The broccoli eaters showed about 400 to 500 of the positive genetic changes with men carrying a gene called GSTM1 enjoying the most benefit. About half the population have the gene, Mithen said.

The researchers did not track the men long enough to see who got cancer but said the findings bolster the idea that just a few more vegetable portions each week can make a big difference.

It is also likely that these vegetables work the same way in other parts of the body and probably protect people against whole range of cancers, Mithen added.

“You don’t need a huge change in your diet,” he said. “Just a few more portions make a big difference.”


Saturday, July 26, 2008

What happens if I am overweight?

If you are overweight you have a greater chance of shortening your life. You will be the perfect candidate for developing high blood pressure, high cholesterol, diabetes, heart disease, stroke, joint problems, gallbladder disease, sleep and lung problems and a host of other terminal diseases. Abdominal body fat, the ‘apple shape’, is a higher health risk than the ‘pear shape’.

Source: Health care booklet from Guardian pharmacy

Marco's comment:
First step to achieve wellness is to shape your body to ensure one is not overweight.

Friday, July 25, 2008

Burns are also wounds

Treating minor burns fast is essential. Cool the area with cold water or a cold pack to limit tissue damage and relieve pain. A pack of frozen peas or mixed vegetables will work just as well. An ice cube held in several layers of tissue or cloth is also quite effective.

Apply the cold pack (separate it from the skin by several layers of gauze or similar thin material) for about 30 minutes, after which the pain is usually reduced (remember that this applies to minor burns only.)

If the burn blisters (as with most burns), try preserving the blister as long as possible- the blister fluid is the perfect growth medium for repair of the burned skin.

Source: Health care booklet from Guardian pharmacy

Wednesday, July 23, 2008

What is your ideal weight?

Your ideal weight depends on how tall you are, your build, and whether you are a man or woman. One of the best ways of calculating a healthy weight is to work out your body mass index (BMI) by dividing your weight in kilograms by your height in meters squared. The ideal BMI is between 18.5 and 24.9. Your risk of a number of health problems rises significantly from a BMI of 27 while anything over 29.9 is a serious health concern.

**Source material**
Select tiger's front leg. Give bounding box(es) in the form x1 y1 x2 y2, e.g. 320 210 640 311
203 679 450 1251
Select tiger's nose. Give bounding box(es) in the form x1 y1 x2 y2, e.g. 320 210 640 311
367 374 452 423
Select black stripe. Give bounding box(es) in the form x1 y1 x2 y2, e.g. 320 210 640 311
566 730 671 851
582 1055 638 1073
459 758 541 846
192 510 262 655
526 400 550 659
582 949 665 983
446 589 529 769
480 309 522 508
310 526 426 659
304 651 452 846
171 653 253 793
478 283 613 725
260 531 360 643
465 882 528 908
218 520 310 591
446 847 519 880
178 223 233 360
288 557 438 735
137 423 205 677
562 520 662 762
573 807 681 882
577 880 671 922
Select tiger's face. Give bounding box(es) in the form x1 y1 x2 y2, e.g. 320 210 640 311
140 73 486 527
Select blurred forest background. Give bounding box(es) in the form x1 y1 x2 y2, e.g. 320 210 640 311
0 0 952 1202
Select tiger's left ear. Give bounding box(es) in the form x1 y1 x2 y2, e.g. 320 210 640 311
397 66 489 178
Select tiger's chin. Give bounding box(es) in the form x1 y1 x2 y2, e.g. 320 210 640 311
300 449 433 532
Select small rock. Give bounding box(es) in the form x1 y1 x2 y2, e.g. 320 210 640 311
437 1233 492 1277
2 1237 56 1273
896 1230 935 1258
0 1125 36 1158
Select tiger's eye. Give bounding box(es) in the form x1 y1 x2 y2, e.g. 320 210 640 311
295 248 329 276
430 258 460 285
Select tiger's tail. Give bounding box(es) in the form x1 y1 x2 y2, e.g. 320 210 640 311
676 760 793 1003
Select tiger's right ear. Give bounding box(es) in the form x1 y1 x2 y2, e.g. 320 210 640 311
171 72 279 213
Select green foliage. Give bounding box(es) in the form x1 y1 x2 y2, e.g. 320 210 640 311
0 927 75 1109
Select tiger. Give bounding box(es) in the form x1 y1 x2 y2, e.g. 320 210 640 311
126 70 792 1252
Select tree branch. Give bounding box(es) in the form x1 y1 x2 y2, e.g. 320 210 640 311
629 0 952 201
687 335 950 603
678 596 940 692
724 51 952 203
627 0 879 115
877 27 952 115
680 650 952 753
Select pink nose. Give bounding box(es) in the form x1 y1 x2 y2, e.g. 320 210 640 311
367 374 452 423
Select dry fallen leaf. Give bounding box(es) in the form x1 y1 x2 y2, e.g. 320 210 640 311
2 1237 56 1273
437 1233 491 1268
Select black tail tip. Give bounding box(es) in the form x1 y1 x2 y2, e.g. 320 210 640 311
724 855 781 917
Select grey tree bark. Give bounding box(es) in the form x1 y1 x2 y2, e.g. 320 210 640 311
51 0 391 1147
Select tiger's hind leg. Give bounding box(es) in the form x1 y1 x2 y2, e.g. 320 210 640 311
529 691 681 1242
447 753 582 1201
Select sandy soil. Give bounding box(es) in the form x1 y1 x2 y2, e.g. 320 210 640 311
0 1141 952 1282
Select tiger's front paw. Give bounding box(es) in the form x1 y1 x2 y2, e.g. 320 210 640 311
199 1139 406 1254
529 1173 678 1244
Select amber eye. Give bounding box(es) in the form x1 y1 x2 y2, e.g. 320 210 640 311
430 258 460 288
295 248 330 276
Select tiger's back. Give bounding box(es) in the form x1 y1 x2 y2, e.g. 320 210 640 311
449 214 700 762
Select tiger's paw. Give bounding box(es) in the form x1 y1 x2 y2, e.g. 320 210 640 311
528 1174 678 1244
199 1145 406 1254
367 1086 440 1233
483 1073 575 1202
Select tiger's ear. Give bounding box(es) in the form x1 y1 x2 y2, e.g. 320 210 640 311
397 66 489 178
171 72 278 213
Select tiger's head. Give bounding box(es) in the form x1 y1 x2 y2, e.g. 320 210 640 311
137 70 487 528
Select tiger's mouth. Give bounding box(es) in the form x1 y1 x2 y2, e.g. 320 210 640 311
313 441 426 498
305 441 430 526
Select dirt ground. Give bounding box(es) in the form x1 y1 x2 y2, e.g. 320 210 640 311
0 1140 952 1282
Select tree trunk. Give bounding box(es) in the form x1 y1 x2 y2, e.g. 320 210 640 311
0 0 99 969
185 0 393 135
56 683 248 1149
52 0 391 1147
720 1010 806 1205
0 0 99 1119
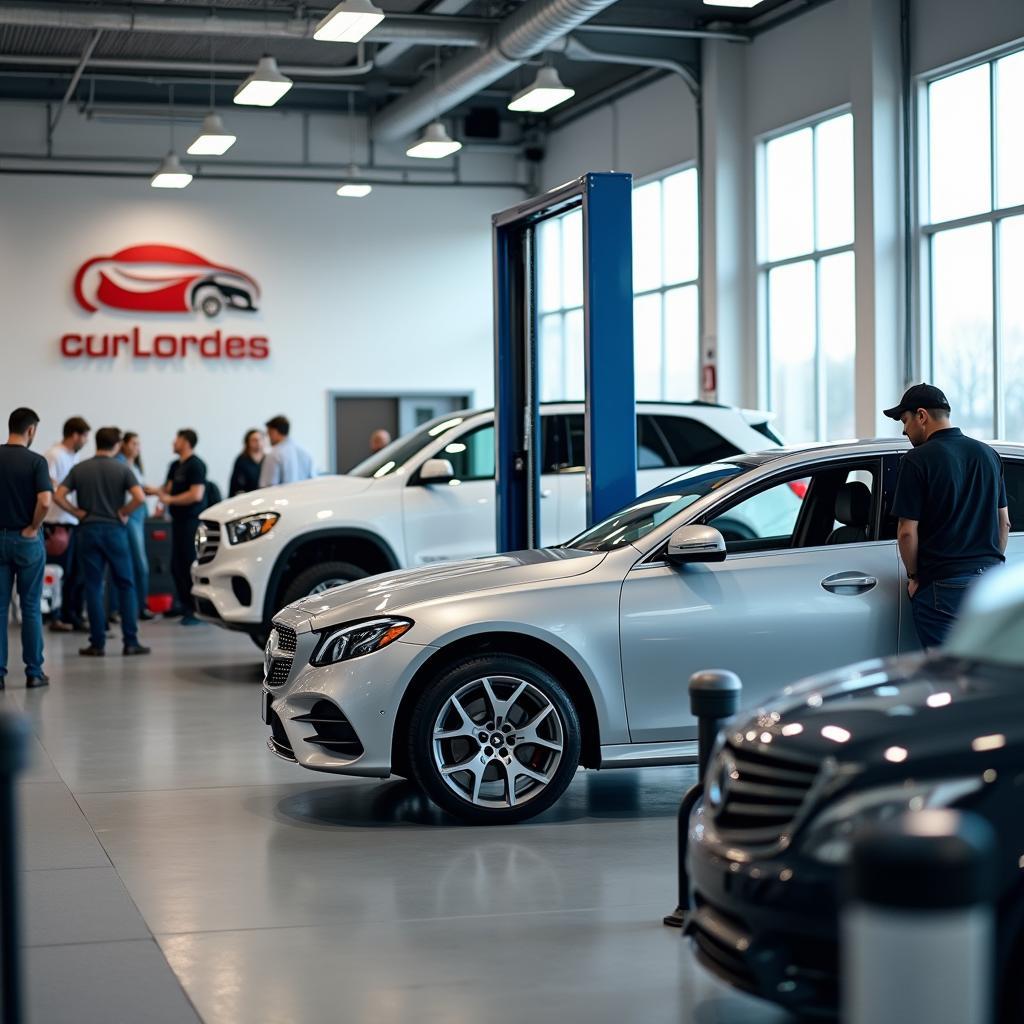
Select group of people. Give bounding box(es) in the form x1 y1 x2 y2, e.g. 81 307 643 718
0 408 315 688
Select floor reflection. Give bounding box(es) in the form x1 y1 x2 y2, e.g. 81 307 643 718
278 767 696 828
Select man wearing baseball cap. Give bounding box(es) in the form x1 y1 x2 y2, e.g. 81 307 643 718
885 384 1010 648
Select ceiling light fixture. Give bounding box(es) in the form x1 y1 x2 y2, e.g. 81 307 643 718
150 153 191 188
185 113 238 157
313 0 384 43
509 66 575 114
336 164 374 199
234 55 295 106
406 121 462 160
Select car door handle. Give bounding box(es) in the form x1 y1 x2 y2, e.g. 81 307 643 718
821 572 879 594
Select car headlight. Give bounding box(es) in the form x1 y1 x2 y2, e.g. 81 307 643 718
224 512 281 544
309 617 413 667
801 776 984 864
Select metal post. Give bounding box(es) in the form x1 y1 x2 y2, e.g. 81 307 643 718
0 712 29 1024
662 670 743 928
841 810 996 1024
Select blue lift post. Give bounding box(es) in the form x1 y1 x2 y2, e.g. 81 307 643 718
493 173 637 551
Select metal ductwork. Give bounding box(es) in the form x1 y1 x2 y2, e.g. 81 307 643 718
373 0 615 140
0 2 493 47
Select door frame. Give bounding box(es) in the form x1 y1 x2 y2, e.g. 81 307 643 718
327 388 476 475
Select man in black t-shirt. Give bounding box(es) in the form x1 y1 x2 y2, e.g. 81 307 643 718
56 427 150 657
885 384 1010 648
157 429 206 626
0 409 53 689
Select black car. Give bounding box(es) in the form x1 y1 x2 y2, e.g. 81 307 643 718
686 568 1024 1024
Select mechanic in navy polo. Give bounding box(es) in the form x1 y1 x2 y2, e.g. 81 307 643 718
885 384 1010 648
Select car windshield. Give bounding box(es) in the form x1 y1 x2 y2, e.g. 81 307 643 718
347 416 465 479
563 462 752 551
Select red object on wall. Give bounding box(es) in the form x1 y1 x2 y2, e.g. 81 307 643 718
75 245 260 316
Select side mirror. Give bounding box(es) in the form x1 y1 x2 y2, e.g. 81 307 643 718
420 459 455 483
665 526 725 565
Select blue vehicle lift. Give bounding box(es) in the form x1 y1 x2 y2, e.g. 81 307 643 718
493 173 637 551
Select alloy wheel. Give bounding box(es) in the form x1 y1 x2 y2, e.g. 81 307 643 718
432 675 565 808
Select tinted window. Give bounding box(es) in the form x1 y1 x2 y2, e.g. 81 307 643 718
435 423 495 480
565 464 751 551
653 416 739 466
1002 459 1024 534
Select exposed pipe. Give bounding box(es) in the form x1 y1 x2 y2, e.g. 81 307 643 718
577 22 753 43
0 0 497 46
0 54 374 79
46 29 103 139
373 0 614 140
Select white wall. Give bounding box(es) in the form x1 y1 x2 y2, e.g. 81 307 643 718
542 75 697 188
0 169 521 485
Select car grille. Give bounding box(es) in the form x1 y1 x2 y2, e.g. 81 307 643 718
196 519 220 565
263 626 298 686
292 700 362 760
706 740 820 845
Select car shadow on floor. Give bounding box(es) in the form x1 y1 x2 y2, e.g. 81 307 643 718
276 768 695 828
174 662 263 686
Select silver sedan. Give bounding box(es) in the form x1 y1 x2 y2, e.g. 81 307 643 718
263 440 1024 823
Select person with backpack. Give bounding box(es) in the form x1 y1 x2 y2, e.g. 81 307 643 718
157 427 208 626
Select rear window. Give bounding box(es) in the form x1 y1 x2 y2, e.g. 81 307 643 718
652 416 740 466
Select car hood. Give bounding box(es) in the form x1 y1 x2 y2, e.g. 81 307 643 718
287 548 605 629
203 475 373 522
729 654 1024 763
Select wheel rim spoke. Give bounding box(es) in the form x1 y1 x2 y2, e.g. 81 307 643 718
432 675 564 809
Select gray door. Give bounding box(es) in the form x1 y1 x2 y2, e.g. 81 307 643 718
620 460 900 742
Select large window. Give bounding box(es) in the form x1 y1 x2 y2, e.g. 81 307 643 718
922 51 1024 440
758 114 856 441
537 167 699 401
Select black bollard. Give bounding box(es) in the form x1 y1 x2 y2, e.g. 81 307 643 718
662 669 743 928
841 810 996 1024
0 711 30 1024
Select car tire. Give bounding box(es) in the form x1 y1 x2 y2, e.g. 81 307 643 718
279 562 370 608
407 654 581 824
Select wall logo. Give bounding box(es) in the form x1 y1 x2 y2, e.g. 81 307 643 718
60 245 270 359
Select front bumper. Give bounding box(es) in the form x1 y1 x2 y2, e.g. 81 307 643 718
262 609 437 778
191 530 278 633
686 802 839 1016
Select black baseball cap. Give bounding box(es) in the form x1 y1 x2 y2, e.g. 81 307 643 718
883 384 949 420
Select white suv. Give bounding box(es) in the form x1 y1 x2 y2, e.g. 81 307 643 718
193 402 781 647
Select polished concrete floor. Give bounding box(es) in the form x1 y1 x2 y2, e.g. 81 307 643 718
0 623 790 1024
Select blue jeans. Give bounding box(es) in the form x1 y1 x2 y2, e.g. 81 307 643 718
114 516 150 614
0 529 46 679
910 569 985 648
78 522 138 650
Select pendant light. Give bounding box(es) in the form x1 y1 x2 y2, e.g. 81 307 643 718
234 54 295 106
335 92 374 199
313 0 384 43
509 65 575 114
406 47 462 160
406 121 462 160
150 85 193 188
186 45 238 157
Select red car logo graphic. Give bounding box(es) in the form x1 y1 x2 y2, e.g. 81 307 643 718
75 245 259 316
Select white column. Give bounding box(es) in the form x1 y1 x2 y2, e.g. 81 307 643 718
846 0 905 437
700 40 758 406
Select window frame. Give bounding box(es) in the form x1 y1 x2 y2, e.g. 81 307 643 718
536 160 701 401
755 103 857 440
910 40 1024 437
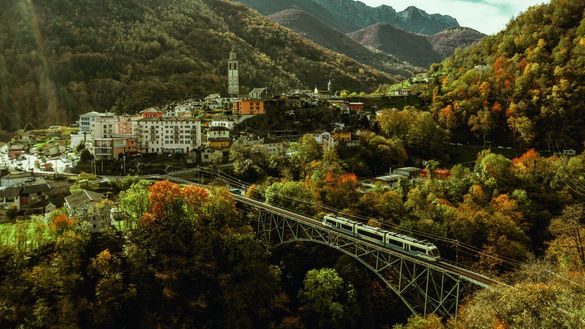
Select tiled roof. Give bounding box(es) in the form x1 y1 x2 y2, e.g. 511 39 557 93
65 190 105 209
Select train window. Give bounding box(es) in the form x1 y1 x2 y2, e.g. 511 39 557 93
428 248 440 257
410 245 426 254
341 224 353 231
358 228 384 242
325 217 336 225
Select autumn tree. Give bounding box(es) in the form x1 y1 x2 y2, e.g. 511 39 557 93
299 268 357 328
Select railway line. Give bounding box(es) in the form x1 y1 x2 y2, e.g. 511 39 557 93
145 175 506 288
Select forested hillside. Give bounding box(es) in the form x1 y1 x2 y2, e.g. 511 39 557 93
268 9 428 78
0 0 392 130
428 0 585 149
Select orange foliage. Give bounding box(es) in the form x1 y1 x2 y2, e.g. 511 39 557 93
337 172 358 184
492 194 518 215
51 214 75 231
512 149 540 164
494 320 508 329
440 105 451 117
144 180 182 220
479 81 490 96
324 171 335 184
181 185 209 208
492 101 502 113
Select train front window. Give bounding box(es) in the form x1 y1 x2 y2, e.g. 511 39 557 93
325 218 336 226
429 248 440 257
341 224 353 231
410 245 426 254
358 229 384 242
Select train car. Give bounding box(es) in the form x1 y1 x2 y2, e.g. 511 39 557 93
323 214 359 235
355 224 388 244
322 214 441 261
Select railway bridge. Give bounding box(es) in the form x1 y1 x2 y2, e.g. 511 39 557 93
229 194 501 316
159 176 502 316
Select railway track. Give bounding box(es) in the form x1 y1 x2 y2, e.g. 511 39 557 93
155 175 506 288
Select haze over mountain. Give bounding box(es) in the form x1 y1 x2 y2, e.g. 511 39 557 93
268 9 421 77
348 23 442 67
0 0 395 130
427 27 486 57
240 0 483 71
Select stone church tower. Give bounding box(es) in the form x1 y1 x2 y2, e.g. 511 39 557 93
228 49 240 96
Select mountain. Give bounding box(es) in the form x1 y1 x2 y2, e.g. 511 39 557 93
239 0 360 32
268 9 421 77
428 0 585 147
0 0 395 131
427 27 486 57
240 0 483 70
313 0 459 35
348 23 442 67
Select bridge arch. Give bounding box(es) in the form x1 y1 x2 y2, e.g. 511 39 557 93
256 209 462 316
271 239 416 314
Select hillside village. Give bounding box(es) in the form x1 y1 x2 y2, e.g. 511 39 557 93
0 51 428 226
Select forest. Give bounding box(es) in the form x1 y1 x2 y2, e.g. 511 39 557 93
425 0 585 149
0 0 395 131
0 0 585 329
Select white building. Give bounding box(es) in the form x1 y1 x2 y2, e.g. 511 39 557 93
136 117 201 153
79 111 109 133
209 118 236 130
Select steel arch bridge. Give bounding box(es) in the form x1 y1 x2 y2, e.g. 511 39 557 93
153 175 503 316
234 195 500 316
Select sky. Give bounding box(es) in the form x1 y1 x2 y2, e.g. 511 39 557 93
360 0 548 34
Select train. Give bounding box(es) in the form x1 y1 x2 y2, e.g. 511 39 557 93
322 214 441 262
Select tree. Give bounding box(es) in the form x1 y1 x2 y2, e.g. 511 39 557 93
290 134 322 176
392 314 445 329
547 204 585 270
79 148 94 162
468 110 495 146
118 180 151 228
265 182 315 215
299 268 358 328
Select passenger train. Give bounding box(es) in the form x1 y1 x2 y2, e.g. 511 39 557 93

**Required action 1**
Edit the health blog text from "What happens if" to "is not overweight.", changing every "overweight" to "obese".
**Required action 2**
List every date heading in the health blog text.
**Required action 3**
What BMI range does the health blog text call ideal?

**Solution 1**
What happens if I am obese?

If you are obese you have a greater chance of shortening your life. You will be the perfect candidate for developing high blood pressure, high cholesterol, diabetes, heart disease, stroke, joint problems, gallbladder disease, sleep and lung problems and a host of other terminal diseases. Abdominal body fat, the ‘apple shape’, is a higher health risk than the ‘pear shape’.

Source: Health care booklet from Guardian pharmacy

Marco's comment:
First step to achieve wellness is to shape your body to ensure one is not obese.

**Solution 2**
Saturday, July 26, 2008
Friday, July 25, 2008
Wednesday, July 23, 2008

**Solution 3**
Between 18.5 and 24.9.